— Exercise —
Only one stretch of the data below is needed: the line with "Can you find the rock arch?" through the last line. Output it exactly and drop the pictures.

— Material shown —

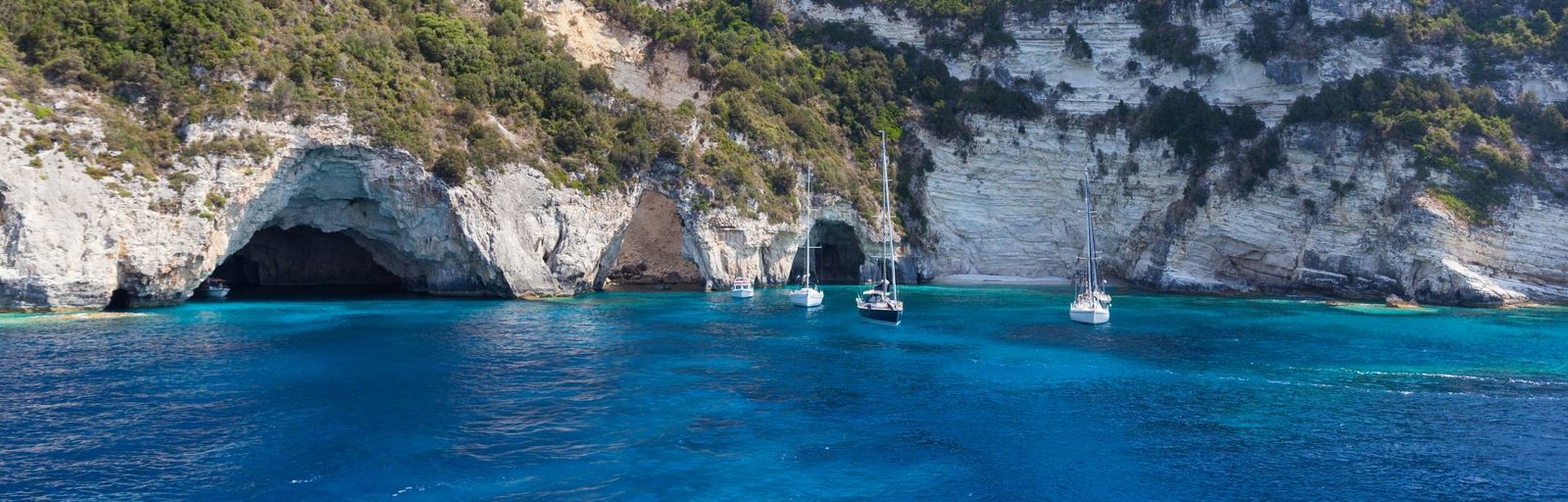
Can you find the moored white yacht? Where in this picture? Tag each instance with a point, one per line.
(882, 303)
(1092, 305)
(216, 287)
(808, 295)
(741, 287)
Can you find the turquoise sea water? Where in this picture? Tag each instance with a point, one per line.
(987, 394)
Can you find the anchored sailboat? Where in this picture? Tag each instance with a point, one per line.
(1092, 303)
(742, 287)
(882, 303)
(807, 295)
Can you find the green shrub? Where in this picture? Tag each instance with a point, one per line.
(1458, 130)
(452, 167)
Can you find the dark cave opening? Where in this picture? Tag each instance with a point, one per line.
(306, 258)
(118, 300)
(839, 258)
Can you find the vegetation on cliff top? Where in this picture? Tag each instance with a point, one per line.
(1460, 130)
(475, 90)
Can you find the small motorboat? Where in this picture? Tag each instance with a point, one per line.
(742, 289)
(216, 289)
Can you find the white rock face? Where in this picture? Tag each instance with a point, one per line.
(1015, 209)
(73, 240)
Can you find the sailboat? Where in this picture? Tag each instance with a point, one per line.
(1092, 305)
(882, 303)
(807, 295)
(741, 287)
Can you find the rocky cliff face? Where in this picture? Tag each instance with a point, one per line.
(1015, 208)
(75, 235)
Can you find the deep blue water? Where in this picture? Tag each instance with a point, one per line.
(982, 394)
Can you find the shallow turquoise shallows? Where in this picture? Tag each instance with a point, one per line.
(980, 394)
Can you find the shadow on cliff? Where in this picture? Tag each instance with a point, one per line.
(306, 261)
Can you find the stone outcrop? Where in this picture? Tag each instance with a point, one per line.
(1013, 208)
(75, 235)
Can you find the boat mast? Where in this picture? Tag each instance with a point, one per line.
(809, 225)
(1089, 234)
(893, 261)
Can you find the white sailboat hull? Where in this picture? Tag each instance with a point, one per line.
(807, 297)
(1089, 316)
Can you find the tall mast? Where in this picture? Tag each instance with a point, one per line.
(1089, 234)
(893, 261)
(809, 225)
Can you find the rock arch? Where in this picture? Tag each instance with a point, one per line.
(648, 255)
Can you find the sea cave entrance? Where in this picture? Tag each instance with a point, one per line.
(650, 253)
(305, 256)
(839, 258)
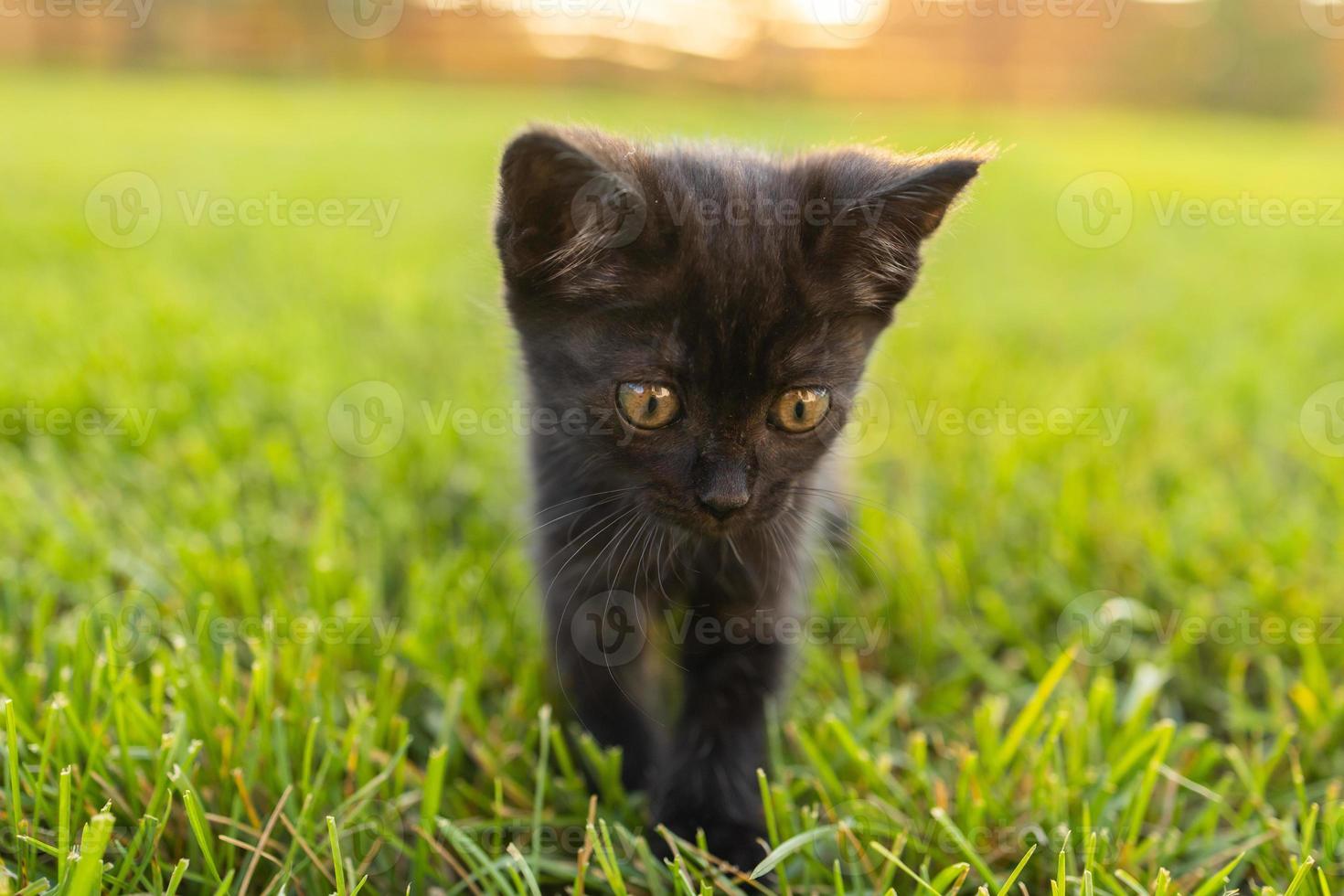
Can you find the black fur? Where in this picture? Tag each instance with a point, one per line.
(732, 277)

— Output of the task —
Can you find the rock arch? Where in this picture? Tag each instance with a point, one per line.
(648, 255)
Can you find the sea cave entrance? Where in this picture? Tag each instance with a point, one per line.
(650, 253)
(305, 256)
(839, 258)
Can you find the black fur? Where in this picture? Tag each instance with a point, one per line.
(732, 277)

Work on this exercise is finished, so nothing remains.